> Your task
With any pictures left out, restate word for word the lines in the listing below from the one holding "Indicate the bridge" through the last.

> Listed entries

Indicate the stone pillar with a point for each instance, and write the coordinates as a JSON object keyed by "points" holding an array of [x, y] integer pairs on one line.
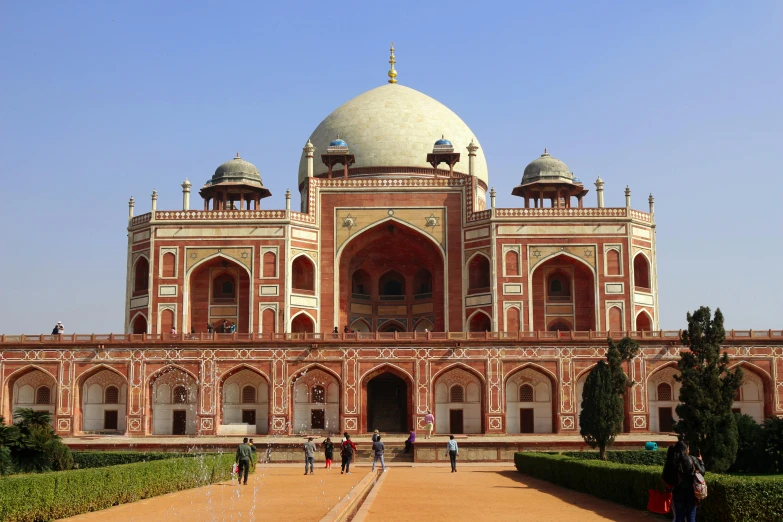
{"points": [[472, 148], [599, 191], [186, 195], [309, 149]]}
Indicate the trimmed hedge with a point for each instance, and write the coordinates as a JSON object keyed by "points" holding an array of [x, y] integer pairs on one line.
{"points": [[640, 457], [49, 496], [100, 459], [731, 498]]}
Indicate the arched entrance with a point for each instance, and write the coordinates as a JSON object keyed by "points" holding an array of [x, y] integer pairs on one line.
{"points": [[387, 403], [219, 295], [391, 272], [563, 295], [529, 403], [458, 402], [33, 389], [245, 403], [173, 401]]}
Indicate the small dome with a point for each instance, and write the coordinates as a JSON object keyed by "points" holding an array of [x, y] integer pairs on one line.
{"points": [[547, 168], [236, 170]]}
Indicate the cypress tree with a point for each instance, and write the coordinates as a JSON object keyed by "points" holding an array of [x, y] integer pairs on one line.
{"points": [[706, 421], [602, 410], [602, 400]]}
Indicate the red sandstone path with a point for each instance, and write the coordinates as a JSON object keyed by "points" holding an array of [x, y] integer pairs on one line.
{"points": [[482, 492], [273, 493], [423, 492]]}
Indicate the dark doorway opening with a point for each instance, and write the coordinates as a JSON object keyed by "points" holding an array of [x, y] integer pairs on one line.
{"points": [[387, 404], [665, 420], [317, 419], [110, 420], [180, 422], [455, 421], [526, 420], [249, 417]]}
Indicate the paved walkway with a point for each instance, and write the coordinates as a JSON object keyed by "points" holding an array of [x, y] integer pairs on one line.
{"points": [[481, 492], [273, 493], [391, 437], [425, 492]]}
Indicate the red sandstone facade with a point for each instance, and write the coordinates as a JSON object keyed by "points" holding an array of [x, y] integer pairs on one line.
{"points": [[491, 318]]}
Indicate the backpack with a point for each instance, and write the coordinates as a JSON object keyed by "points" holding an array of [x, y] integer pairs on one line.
{"points": [[347, 451], [699, 486]]}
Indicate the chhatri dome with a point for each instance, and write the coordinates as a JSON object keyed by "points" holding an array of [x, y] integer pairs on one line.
{"points": [[394, 126]]}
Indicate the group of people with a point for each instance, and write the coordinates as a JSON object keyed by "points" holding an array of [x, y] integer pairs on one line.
{"points": [[225, 327], [681, 473], [58, 328]]}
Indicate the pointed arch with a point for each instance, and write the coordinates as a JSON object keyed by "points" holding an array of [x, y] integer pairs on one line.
{"points": [[643, 322], [475, 322], [305, 314], [392, 325], [132, 326], [642, 271]]}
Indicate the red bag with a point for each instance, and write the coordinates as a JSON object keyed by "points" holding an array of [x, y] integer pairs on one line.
{"points": [[658, 502]]}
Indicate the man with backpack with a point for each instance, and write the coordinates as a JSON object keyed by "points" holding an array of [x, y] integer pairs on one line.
{"points": [[347, 452], [685, 474]]}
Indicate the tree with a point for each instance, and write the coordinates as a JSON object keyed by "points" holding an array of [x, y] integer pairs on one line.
{"points": [[602, 414], [706, 421]]}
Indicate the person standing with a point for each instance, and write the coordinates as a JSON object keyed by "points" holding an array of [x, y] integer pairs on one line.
{"points": [[243, 460], [377, 449], [429, 421], [684, 466], [410, 441], [347, 451], [328, 452], [309, 454], [453, 449], [253, 455]]}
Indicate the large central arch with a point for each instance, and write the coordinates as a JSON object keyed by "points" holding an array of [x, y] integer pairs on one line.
{"points": [[391, 272], [387, 400]]}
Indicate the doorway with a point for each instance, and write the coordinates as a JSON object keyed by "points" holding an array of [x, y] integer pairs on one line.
{"points": [[455, 421], [526, 424], [110, 420], [179, 423], [249, 417], [387, 404], [665, 420], [318, 419]]}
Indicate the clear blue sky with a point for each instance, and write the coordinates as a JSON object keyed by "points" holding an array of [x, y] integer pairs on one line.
{"points": [[107, 100]]}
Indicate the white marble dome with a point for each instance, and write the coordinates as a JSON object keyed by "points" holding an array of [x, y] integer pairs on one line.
{"points": [[394, 126]]}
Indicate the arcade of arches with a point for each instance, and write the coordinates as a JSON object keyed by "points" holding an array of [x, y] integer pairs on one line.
{"points": [[373, 388], [391, 280]]}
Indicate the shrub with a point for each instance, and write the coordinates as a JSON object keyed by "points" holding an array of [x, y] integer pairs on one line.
{"points": [[772, 441], [748, 445], [100, 459], [641, 457], [731, 498], [49, 496]]}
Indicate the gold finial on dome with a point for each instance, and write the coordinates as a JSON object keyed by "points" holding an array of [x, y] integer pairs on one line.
{"points": [[392, 73]]}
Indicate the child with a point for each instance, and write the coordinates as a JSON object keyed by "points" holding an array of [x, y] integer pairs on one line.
{"points": [[328, 452]]}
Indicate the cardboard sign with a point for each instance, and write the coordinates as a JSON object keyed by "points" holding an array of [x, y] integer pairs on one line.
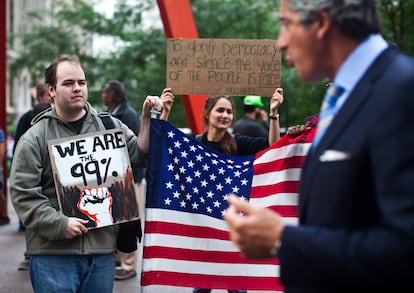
{"points": [[93, 177], [235, 67]]}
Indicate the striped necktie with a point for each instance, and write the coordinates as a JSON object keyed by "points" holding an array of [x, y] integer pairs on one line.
{"points": [[328, 111]]}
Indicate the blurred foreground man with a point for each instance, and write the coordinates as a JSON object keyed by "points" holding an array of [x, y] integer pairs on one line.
{"points": [[356, 201]]}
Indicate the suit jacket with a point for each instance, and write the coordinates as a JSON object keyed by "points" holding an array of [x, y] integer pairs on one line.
{"points": [[356, 201]]}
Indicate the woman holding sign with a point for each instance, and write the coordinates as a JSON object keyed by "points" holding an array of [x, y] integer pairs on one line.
{"points": [[218, 116]]}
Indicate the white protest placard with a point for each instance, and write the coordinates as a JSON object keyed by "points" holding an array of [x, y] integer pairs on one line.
{"points": [[93, 177]]}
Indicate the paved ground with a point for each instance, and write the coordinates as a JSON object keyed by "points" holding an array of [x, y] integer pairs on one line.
{"points": [[12, 245]]}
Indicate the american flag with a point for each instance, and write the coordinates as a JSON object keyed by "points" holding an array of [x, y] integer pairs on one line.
{"points": [[186, 241]]}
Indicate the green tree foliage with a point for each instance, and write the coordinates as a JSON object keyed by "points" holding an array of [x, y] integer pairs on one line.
{"points": [[136, 56]]}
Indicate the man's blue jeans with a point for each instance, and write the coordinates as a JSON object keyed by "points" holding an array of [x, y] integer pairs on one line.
{"points": [[72, 273]]}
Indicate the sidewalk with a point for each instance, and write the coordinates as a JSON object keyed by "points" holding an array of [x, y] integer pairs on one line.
{"points": [[13, 245]]}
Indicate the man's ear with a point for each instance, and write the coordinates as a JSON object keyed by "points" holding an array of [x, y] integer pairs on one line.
{"points": [[323, 22]]}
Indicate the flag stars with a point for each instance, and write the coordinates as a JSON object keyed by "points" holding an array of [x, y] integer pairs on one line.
{"points": [[169, 185], [170, 167], [235, 189], [244, 181]]}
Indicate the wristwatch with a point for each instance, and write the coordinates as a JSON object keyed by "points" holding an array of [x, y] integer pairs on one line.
{"points": [[275, 249], [274, 117]]}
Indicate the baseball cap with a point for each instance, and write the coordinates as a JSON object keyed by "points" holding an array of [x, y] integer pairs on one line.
{"points": [[253, 101]]}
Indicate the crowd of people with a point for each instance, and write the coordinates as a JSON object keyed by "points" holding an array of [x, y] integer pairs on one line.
{"points": [[355, 230]]}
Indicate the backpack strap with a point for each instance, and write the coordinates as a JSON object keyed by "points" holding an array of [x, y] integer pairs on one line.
{"points": [[106, 120]]}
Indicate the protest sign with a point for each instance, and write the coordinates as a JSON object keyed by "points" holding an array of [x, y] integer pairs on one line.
{"points": [[235, 67], [93, 177]]}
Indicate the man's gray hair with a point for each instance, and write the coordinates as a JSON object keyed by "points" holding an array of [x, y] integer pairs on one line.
{"points": [[356, 19]]}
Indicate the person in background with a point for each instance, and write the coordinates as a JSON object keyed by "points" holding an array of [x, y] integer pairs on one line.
{"points": [[356, 203], [4, 218], [114, 97], [64, 255], [43, 102], [248, 124], [218, 115]]}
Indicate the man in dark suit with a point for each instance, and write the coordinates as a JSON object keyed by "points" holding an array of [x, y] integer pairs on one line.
{"points": [[356, 199]]}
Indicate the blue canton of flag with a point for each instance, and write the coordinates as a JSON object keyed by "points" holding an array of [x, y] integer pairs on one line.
{"points": [[196, 179]]}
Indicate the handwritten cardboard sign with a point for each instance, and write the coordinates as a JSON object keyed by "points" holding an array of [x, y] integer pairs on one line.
{"points": [[93, 177], [235, 67]]}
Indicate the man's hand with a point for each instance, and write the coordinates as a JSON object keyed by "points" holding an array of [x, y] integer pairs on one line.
{"points": [[255, 230], [75, 227]]}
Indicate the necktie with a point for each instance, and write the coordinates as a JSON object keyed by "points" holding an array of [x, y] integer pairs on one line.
{"points": [[328, 111]]}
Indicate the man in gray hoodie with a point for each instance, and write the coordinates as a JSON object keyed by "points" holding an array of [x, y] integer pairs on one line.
{"points": [[64, 255]]}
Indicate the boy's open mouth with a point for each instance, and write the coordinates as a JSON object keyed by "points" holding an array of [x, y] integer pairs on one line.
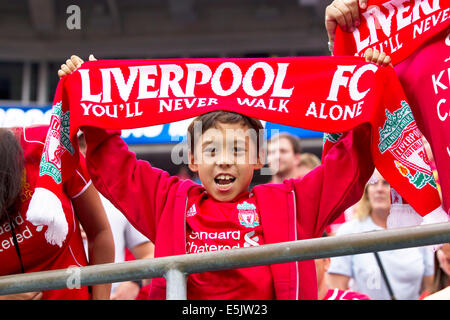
{"points": [[223, 181]]}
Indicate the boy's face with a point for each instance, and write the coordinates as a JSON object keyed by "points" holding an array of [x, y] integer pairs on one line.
{"points": [[225, 158]]}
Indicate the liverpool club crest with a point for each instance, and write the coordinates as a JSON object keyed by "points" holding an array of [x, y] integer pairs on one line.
{"points": [[401, 137]]}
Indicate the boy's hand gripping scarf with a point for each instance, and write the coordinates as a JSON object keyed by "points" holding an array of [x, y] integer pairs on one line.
{"points": [[416, 36], [318, 93]]}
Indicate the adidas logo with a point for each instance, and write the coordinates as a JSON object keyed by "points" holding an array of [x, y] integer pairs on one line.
{"points": [[192, 211]]}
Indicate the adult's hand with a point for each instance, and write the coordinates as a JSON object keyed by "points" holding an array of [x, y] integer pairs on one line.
{"points": [[344, 13]]}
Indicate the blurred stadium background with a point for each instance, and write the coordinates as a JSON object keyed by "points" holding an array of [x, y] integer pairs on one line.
{"points": [[37, 36]]}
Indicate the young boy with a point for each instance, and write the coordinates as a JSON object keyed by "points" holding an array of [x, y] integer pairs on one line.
{"points": [[182, 217]]}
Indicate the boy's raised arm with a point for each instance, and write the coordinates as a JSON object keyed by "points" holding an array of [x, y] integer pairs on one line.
{"points": [[138, 190]]}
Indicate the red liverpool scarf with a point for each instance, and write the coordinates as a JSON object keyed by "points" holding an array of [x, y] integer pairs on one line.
{"points": [[416, 36], [319, 93], [398, 28]]}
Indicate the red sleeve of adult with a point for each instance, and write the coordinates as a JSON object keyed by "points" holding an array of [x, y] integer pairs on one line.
{"points": [[133, 186]]}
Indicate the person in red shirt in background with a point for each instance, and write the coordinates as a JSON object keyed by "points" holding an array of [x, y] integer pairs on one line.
{"points": [[283, 156], [440, 290], [324, 290], [25, 247]]}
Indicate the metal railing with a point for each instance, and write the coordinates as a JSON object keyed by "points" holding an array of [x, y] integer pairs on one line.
{"points": [[176, 268]]}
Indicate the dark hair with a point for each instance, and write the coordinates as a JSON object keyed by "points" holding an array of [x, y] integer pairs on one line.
{"points": [[293, 140], [211, 119], [11, 169]]}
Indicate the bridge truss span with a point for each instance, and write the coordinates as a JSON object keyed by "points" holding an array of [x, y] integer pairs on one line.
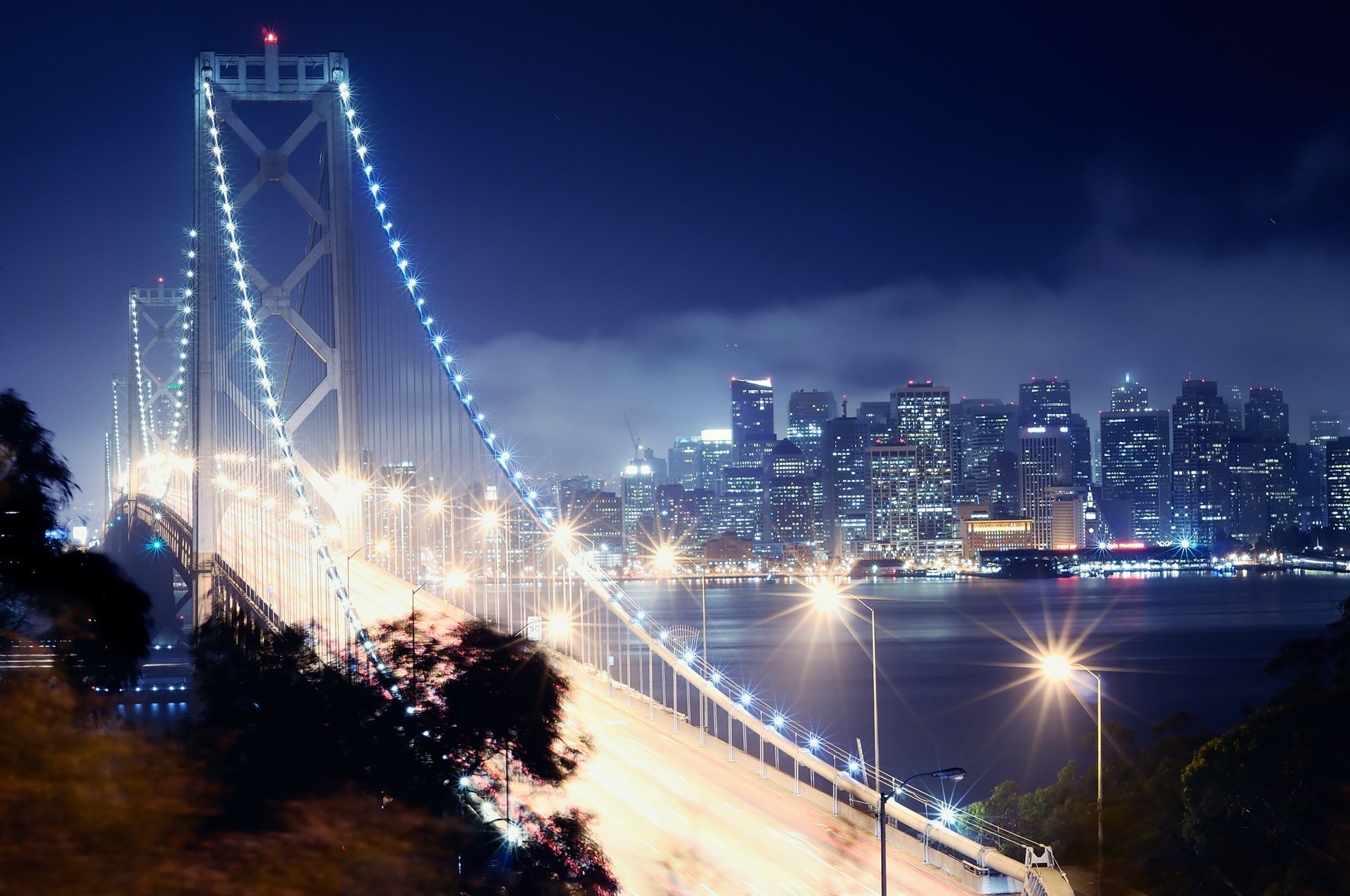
{"points": [[343, 465]]}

> Solution
Indicate the bridge truss span with a point for each instance, and write the coordinates as a JSON object keyed by "points" holding an array of [x, y] integer pairs on one line.
{"points": [[343, 465]]}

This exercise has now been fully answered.